Stored data entries:
****
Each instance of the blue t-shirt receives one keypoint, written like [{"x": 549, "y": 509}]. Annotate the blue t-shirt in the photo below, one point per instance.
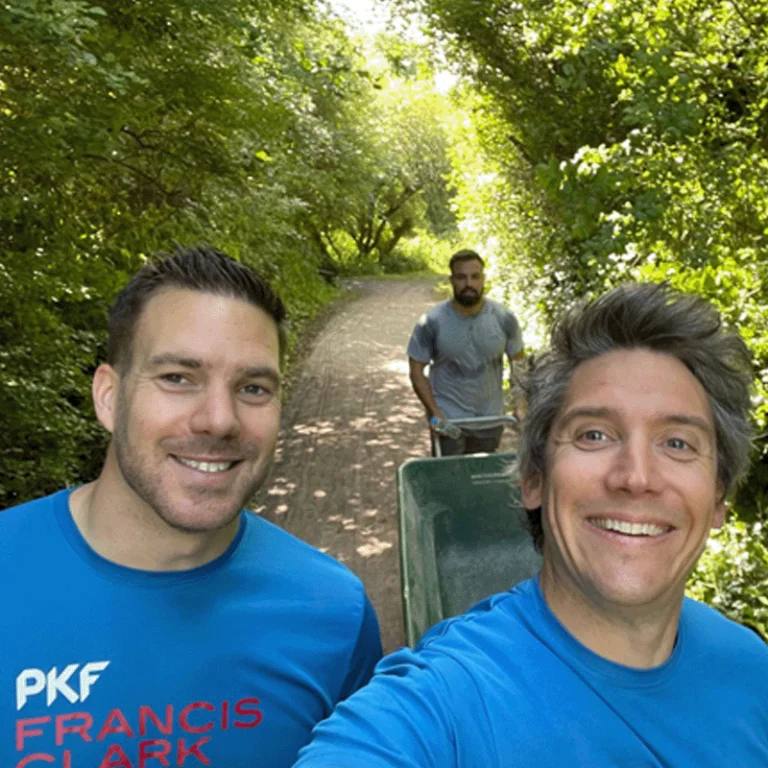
[
  {"x": 507, "y": 686},
  {"x": 227, "y": 665},
  {"x": 465, "y": 354}
]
****
WORK TO BE COMPLETED:
Verbatim reproduction of every entry is needed, with the images left out.

EXERCISE ANSWER:
Each instance of the blue t-shirt receives one keypoint, written like [{"x": 549, "y": 509}]. Annotate the blue t-shirt in the photo below, one point per instance.
[
  {"x": 507, "y": 686},
  {"x": 227, "y": 665},
  {"x": 465, "y": 354}
]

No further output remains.